И меня тут же посадили в центре, в самом престижном месте у телевизора. В полдесятого началось то самое страшное телешоу, от которого, по заверениям дам, у меня должен был случиться «сердечный приступ».
«Шокирующие истории о влюбленных парах, которые нашли друг друга по тюремной переписке и впервые увидели друг друга сквозь решетки. Как только они исчезнут, выживет ли их любовь? Удастся ли бывшим заключенным сохранить любовь, когда они столкнутся с проблемами быта и семейной драмой! Это настоящая любовь или просто мошенничество?
В этом сезоне "Love After Lockup" пять пар, которые впервые встречаются на свободе после нескольких лет свиданий под присмотром надзирателей тюрьмы, – так начиналось любимое телешоу всех заключенных Америки. Как рассказали мне женщины, в этот час у телевизоров замирала и сильная половина тюремного мира.
С первых же минут шоу главные герои ругались нецензурной бранью в нескончаемом множестве интимных сцен. Дальше – слезы, любовь, измены, предательство и конфликты. Каждая из наших зрительниц выбрала себе пару, за которую она болела, чтобы посттюремная любовь прошла все испытания до конца. Я тоже выбрала любимую пару, совершенно не показав виду, что реалити-шоу меня как-то смущает, хотя, конечно же, это было именно так. Но давать слабину я не собиралась и каждую пятницу занимала почетное кресло по центру, чтобы смотреть в коллективе «Любовь после тюряги». Сколько мне оставалось пятниц до того, как меня этапируют в колонию, я не знала. В Америке это, впрочем, не важно, таких правил, как, например, в России, где пребывание в изоляторе, в тяжелых условиях замкнутого пространства, засчитывается как 1,5 дня за каждый день срока, там нет. Меня могли забрать на следующий день после оглашения приговора, могли – через неделю или пару месяцев, а могли и вовсе оставить в Александрийской тюрьме. Этого ни я, ни мои адвокаты не знали, такая информация держится в строжайшем секрете, чтобы никто не смог вмешаться и перехватить преступника на этапе перевода между учреждениями.
Надзиратели с изумлением наблюдали картину «семейного» просмотра телешоу и моего присутствия на этих сеансах. Кто бы что ни говорил, а тогда мы и вправду были семьей. Как они учились говорить на моем языке и праздновали со мной мою Пасху, так и я никогда не считала зазорным понять и познать их культуру, в которой были ничем не отличающиеся от моих эмоциональные переживания, пусть и в немного гипертрофированной форме.

-----

(Рабочие задания)
1 > Как, согласно рассказу о просмотре тюремного телешоу, в России засчитывается пребывание в изоляторе?
2 > Продолжите рассказ о просмотре тюремного телешоу, начав сразу после его последнего предложения.

[Данные сегментации областей]
-----

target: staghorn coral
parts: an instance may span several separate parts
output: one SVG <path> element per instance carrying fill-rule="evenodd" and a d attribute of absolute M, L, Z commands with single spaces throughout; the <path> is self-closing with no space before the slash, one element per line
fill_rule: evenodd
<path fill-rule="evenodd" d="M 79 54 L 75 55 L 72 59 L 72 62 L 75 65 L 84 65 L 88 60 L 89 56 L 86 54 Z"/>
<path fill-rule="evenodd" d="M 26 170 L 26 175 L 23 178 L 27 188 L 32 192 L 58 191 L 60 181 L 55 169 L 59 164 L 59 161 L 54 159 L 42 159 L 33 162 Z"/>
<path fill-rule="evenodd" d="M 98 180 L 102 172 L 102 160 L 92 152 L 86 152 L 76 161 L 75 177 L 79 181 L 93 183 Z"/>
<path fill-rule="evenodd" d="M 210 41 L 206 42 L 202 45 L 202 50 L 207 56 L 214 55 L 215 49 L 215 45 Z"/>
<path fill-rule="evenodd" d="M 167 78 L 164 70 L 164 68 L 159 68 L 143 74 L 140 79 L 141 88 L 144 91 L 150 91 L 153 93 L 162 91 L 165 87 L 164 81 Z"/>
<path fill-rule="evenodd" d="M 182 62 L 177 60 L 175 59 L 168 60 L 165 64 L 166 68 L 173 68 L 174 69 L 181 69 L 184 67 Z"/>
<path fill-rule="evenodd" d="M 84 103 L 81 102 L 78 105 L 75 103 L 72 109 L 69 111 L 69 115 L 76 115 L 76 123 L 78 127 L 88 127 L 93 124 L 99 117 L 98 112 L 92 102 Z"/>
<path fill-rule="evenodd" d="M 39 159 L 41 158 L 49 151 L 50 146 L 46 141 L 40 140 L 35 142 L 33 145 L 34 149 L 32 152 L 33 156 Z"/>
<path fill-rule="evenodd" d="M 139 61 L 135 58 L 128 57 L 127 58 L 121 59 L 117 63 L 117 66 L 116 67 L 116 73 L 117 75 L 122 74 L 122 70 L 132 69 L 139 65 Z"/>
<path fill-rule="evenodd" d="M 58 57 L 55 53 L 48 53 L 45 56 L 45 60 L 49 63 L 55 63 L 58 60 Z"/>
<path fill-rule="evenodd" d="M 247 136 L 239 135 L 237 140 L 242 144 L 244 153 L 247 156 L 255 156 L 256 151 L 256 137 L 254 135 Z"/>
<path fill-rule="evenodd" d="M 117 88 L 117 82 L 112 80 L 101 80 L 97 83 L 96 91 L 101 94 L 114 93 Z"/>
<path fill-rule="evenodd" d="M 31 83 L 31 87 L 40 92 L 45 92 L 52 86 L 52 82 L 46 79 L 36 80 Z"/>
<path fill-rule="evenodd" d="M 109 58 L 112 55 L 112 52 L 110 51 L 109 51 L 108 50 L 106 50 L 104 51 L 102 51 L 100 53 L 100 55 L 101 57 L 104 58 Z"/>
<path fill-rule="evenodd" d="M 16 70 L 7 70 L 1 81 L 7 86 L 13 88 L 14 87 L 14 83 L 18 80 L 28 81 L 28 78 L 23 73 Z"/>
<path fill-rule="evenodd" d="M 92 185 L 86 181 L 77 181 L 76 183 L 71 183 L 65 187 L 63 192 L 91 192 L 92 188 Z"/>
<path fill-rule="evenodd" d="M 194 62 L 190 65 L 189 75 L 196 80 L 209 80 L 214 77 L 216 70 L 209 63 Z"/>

-----

(Итоговые результаты)
1 > Как 1,5 дня за каждый день срока.

2 >
Для кого-то окружающие меня заключенные были монстрами, грубыми, жестокими, невоспитанными и неопрятными, а для меня эти же самые женщины были самыми красивыми и светлыми людьми на земле. Все дело в нашем восприятии действительности – я просто сделала выбор видеть в них хорошее. Ведь счастье есть даже в самые темные времена, если не забывать обращаться к свету.
Прошел месяц с момента вынесения мне приговора. Показ «Любви после тюряги» закончился. Моя пара проиграла, поругалась и разошлась, а я так и оставалась в Александрийской тюрьме.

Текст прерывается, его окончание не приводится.